WHAT NEEDS TO BE DONE: Can you extend the text below on hormones and unexpectedly high blood sugar, picking up after its final sentence?

What May Be Behind Unexpectedly High Blood Sugar

Even when you are eating right and exercising regularly your glucose levels can sometimes elevate unexpectedly.

The culprit may be the hormones (other than insulin) manufactured by our body to regulate the activity of specific organs and cells. Hormones are bossy substances, exerting influence on our digestive, metabolic, reproductive, growth, and mood functions.

When emotional stress, illness, surgery, or developmental stages trigger changes in these hormones, blood sugar levels may be affected as well:

  • As the body is stressed it readies for action by making sure there is enough energy (glucose) available. Our insulin levels drop while glucagon and adrenaline (epinephrine) levels elevate to ensure the liver releases more glucose. Simultaneously, growth hormone and cortisol amounts increase, making our muscle and fat tissues less sensitive to insulin.
  • Children’s insulin requirements increase as they grow, especially during puberty. This is caused by fluctuations in the body’s stew of growth and sex hormones. Growth hormone particularly can cause fat and muscle cells to resist the action of insulin. The body compensates for this by producing more insulin in non-diabetic kids, but those with type 1 diabetes may require significant insulin dose adjustments.

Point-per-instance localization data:
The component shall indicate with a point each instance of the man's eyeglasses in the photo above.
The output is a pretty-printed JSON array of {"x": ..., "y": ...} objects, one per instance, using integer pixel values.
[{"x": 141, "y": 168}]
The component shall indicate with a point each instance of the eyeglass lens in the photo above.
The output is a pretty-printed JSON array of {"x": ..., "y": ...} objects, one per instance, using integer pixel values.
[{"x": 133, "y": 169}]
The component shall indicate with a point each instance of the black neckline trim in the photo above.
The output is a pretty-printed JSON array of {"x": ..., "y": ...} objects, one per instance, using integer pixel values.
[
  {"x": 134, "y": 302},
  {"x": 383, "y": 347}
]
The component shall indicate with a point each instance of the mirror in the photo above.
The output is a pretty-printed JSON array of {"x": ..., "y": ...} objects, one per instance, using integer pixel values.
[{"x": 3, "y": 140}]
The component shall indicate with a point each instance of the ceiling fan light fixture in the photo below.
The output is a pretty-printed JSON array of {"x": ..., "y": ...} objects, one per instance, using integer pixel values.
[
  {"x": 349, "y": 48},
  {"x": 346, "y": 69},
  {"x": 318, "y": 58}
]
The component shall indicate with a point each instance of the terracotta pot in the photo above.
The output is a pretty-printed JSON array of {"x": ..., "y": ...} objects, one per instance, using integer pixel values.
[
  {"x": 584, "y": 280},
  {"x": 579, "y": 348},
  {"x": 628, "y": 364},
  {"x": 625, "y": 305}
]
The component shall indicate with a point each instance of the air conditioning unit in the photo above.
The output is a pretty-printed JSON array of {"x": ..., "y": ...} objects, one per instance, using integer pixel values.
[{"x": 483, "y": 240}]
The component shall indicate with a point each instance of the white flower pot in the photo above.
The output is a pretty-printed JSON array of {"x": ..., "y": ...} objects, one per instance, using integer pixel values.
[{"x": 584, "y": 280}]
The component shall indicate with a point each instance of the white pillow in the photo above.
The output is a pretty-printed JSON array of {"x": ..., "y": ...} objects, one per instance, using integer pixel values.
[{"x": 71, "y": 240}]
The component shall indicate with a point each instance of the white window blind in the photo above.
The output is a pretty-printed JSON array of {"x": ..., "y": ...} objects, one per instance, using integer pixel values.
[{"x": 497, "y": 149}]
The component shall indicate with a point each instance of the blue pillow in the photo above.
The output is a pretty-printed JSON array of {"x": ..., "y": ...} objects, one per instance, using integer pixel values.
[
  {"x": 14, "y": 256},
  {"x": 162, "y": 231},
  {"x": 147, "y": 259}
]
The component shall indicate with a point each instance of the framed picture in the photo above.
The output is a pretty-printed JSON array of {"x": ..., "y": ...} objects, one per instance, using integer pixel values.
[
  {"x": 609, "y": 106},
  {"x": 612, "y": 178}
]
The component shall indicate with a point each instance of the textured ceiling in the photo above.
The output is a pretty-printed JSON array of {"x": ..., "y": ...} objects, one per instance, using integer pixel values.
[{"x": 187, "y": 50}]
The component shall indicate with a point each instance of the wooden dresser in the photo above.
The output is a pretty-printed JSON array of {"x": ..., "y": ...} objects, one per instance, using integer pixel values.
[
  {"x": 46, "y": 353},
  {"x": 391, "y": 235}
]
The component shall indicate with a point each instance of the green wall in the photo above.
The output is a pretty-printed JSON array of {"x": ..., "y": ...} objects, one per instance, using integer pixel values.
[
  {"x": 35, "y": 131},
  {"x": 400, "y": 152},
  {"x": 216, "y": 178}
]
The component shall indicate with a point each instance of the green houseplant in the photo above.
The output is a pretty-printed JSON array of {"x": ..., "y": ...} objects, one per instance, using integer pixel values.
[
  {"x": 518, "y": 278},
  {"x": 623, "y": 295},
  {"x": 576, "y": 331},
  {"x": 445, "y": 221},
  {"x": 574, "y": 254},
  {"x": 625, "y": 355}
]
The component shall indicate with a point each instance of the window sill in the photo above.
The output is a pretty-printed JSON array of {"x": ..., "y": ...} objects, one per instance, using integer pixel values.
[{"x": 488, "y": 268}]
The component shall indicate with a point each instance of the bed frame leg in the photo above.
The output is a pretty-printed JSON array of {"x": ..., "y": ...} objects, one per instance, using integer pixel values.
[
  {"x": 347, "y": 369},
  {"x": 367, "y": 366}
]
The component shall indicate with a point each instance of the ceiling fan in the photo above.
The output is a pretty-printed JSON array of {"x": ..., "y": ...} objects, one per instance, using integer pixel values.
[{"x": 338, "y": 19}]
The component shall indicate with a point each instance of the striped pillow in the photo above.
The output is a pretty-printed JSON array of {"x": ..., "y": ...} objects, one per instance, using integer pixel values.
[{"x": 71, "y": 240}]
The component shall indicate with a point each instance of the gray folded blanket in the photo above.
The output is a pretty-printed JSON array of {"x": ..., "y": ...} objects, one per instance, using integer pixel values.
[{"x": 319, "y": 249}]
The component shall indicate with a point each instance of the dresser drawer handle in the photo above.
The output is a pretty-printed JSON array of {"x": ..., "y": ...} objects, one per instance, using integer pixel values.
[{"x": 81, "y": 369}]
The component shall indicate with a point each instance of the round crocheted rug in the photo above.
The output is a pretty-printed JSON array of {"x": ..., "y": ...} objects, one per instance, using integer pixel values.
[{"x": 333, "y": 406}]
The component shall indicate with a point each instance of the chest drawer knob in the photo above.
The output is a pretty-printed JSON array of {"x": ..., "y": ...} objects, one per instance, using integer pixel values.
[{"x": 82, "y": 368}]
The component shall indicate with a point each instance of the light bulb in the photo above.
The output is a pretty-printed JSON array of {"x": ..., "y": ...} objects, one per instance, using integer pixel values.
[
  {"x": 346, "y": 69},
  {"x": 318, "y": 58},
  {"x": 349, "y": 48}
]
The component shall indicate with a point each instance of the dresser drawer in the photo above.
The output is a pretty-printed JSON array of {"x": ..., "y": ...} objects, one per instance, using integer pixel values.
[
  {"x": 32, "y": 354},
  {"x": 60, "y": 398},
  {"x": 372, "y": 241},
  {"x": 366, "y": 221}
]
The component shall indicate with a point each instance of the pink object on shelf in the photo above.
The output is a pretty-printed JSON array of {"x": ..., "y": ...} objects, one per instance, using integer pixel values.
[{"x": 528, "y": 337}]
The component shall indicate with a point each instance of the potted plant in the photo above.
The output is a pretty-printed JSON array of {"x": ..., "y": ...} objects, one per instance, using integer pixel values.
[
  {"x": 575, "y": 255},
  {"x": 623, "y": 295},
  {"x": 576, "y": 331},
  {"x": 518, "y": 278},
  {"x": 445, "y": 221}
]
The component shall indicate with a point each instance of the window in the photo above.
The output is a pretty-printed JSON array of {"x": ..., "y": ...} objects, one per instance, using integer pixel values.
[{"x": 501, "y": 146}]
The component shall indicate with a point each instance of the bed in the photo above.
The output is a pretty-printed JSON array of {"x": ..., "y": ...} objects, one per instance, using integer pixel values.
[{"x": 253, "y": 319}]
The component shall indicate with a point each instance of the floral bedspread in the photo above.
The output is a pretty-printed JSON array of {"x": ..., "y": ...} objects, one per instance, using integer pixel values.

RESULT OF THIS TASK:
  • Sex hormones, by causing temporary insulin resistance, may instigate hyperglycemia in some girls and women with diabetes. Three to five days before starting their period many of them notice increased blood sugar levels. Some continue to have elevated glucose after menstruation begins, while others observe a quick decline. During menopause, women frequently report having less predictable blood sugar numbers.

By frequently monitoring and logging glucose values, you will be become aware of recurring glucose fluctuations owed to periodic hormonal changes, and can adjust your diabetes management accordingly. Your doctor or diabetes educator can help you plan for the stress effects brought on by illness, or surgery.